--- Source excerpt ---
# # # # #

Level three is highly automated machines, level four is supervised autonomy and level five is full autonomy with no one in the cab.
Right now, Case IH is working in level one and two, but they’re exploring how to get to the next levels. They have products available right now such as AFS Harvest Command for their combines.
“AFS Harvest Command allows that combine to automatically adjust itself as it’s harvesting grain through the field. So, what that will mean is the operator in the past maybe had to increase or decrease rotor speed, maybe cleaning fan speed or increase the opening on the sieves. Now, that combine will automatically adjust itself as it goes through the field,” Bose tells Better Farming.
Obstacles in autonomy
While the goal of autonomy is to make the farmer’s life a little easier and improve efficiency, some challenges stand in the way of moving forward with autonomy on every farm.
The cost of autonomy and implementing it on a farm is one major issue.
“Farmers, arable farmers and cereal farmers, they work very tight margins,” says Scott-Robinson. “You have to provide a model that allows them to be able to try what you’re doing with relatively low cost and relatively low risk.”
Small Robot Company offers a perhectare subscription that allows farmers to try out the per-plant service.
“The last thing (farmers) want is some new piece of technology totally destroying their crops or damaging their soil or doing all sorts of stuff. So, they need to see and understand what happens,” he says.
Farmers also need to be able to see the cost-benefit of autonomy versus not hiring a person to run the equipment or having a certain task on the farm automated, says Zerby.
The price of building autonomous equipment or implements is going down as more technology is developed in other industries, and it will continue to go down in price, says Zerby.
Another issue is around regulations.
“Right now, it’s not legal to have an unmanned vehicle drive up and down the road,” says Zerby.
While regulations always change, especially since the automotive industry is working in the autonomous vehicle world as well, it will take time to get to the point of having an autonomous tractor drive down the road.
Figuring out how to best implement certain types of autonomy is also an issue. An operator sitting in a cab can see when an issue arises with their equipment or implement, and can stop the machinery and fix the issue, but automating this task is a challenge, says Bose.

# # # # #

[Position annotation records]
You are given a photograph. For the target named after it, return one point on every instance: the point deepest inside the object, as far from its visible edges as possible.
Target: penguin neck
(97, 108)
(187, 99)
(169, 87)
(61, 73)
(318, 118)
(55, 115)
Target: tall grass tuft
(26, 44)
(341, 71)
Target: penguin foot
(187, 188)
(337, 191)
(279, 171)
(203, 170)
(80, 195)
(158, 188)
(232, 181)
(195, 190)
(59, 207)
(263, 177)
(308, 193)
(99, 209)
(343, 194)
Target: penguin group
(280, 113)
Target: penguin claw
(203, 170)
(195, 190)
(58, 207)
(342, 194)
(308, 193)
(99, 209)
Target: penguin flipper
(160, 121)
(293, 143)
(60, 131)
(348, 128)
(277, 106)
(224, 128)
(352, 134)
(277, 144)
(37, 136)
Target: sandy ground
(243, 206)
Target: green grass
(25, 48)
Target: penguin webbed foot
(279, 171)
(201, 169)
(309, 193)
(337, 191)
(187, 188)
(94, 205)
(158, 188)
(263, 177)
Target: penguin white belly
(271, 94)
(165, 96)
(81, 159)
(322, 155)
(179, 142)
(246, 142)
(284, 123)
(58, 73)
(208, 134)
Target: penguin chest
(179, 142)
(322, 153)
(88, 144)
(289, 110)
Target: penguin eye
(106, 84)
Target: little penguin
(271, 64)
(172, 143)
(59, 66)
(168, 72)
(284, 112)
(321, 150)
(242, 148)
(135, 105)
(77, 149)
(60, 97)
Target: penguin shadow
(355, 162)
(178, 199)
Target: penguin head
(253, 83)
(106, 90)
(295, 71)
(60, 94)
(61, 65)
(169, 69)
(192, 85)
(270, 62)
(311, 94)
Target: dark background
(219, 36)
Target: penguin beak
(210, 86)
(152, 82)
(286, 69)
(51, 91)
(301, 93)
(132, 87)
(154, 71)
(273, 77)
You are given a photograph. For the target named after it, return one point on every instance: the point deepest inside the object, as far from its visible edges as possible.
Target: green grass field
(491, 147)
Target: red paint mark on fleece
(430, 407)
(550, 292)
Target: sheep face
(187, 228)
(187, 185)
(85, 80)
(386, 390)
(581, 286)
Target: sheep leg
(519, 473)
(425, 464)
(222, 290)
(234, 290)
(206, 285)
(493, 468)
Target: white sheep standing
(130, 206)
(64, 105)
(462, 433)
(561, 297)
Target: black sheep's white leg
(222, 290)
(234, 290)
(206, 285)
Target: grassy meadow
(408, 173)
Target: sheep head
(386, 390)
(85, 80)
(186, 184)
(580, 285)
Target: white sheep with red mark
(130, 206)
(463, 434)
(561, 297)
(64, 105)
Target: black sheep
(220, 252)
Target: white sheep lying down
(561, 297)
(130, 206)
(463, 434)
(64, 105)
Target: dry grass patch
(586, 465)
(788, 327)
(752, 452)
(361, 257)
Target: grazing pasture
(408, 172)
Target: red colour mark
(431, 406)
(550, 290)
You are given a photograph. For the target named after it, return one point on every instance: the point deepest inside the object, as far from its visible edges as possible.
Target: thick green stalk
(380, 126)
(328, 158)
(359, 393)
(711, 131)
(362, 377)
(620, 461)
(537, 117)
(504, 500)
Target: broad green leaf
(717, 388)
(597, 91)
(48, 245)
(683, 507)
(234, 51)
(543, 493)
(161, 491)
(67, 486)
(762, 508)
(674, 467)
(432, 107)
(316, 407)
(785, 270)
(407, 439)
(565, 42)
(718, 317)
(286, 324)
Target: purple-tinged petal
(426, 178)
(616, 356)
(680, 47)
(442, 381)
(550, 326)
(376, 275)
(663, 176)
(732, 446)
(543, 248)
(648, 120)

# # # # #

--- Exercises ---
a) Transcribe the stretch of the passage on farm autonomy from "The cost of" through "the per-plant service.".
b) Repeat word for word the stretch of the listing from the line containing "Target: grassy meadow" through the end of the listing.

--- Solutions below ---
a)
The cost of autonomy and implementing it on a farm is one major issue.
“Farmers, arable farmers and cereal farmers, they work very tight margins,” says Scott-Robinson. “You have to provide a model that allows them to be able to try what you’re doing with relatively low cost and relatively low risk.”
Small Robot Company offers a perhectare subscription that allows farmers to try out the per-plant service.

b)
Target: grassy meadow
(408, 173)
Target: sheep head
(386, 390)
(85, 80)
(186, 184)
(580, 285)
Target: white sheep with red mark
(130, 206)
(463, 434)
(561, 297)
(64, 105)
Target: black sheep
(220, 252)
Target: white sheep lying down
(561, 297)
(130, 206)
(463, 434)
(64, 105)
Target: dry grass patch
(586, 465)
(788, 327)
(752, 452)
(361, 257)
Target: grazing pasture
(408, 172)
Target: red colour mark
(431, 406)
(550, 290)
You are given a photograph. For the target named after it, return one point on every instance: the point deepest inside the object, as far from its visible edges as possible.
Target: thick green stalk
(380, 126)
(328, 158)
(359, 393)
(711, 131)
(362, 377)
(620, 461)
(537, 117)
(504, 500)
Target: broad green leaf
(717, 388)
(597, 91)
(48, 245)
(683, 507)
(234, 51)
(543, 493)
(161, 491)
(67, 486)
(762, 508)
(674, 467)
(432, 107)
(316, 407)
(785, 270)
(407, 439)
(565, 42)
(718, 317)
(286, 324)
Target: purple-tinged petal
(426, 178)
(616, 356)
(680, 47)
(442, 381)
(550, 326)
(376, 275)
(663, 176)
(732, 446)
(543, 248)
(648, 120)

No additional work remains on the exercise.